Global genomic insights into the antimicrobial resistance of Escherichia marmotae

Escherichia marmotae has recently emerged as a zoonotic pathogen of growing global significance due to its capacity to acquire and disseminate antimicrobial resistance (AMR). Despite increasing scientific attention, the global distribution, genomic diversity, and evolutionary dynamics of AMR within this species remain largely unknown. This study conducted the first comprehensive global assessment of E. marmotae population structure, distribution, phylogeny, and resistance profiles using 273 high-quality genomes spanning 1950–2025 from the National Center for Biotechnology Information (NCBI) database. Isolates originated from 21 countries, with a pronounced geographic skew toward New Zealand (52.0%), and were predominantly isolated from environmental (61.5%) and animal (30.8%) sources. Phylogenetic reconstruction uncovered extensive cross-species and transboundary transmission, with ST133 representing the most dominant lineage. The overall antimicrobial resistance gene (ARG) carriage rate was 11.7%, including clinically significant β-lactamases such as bla_KPC and bla_CTX-M. Resistance to aminoglycoside and β-lactam was most frequently observed. Plasmids were identified in 75.8% of isolates, particularly of the IncFIB and IncFII types. Notably, bla_KPC-2 was identified in E. marmotae for the first time, predominantly embedded within IS1182- bla_TEM-1B-bla_KPC-2-IS1182-associated plasmid structures, highlighting its high potential for interspecies gene exchange. This global genomic atlas of E. marmotae offers key insights into the geographic dissemination and interspecies dynamics of AMR within this emerging zoonotic bacterium.

### EXERCISE AIM
In the passage on Escherichia marmotae, what percentage of isolates were found to carry plasmids? The listing is not required for any part of this exercise.

### DATA UNDER STUDY
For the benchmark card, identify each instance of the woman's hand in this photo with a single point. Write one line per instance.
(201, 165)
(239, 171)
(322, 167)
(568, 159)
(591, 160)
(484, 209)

### EXERCISE OUTPUT
75.8%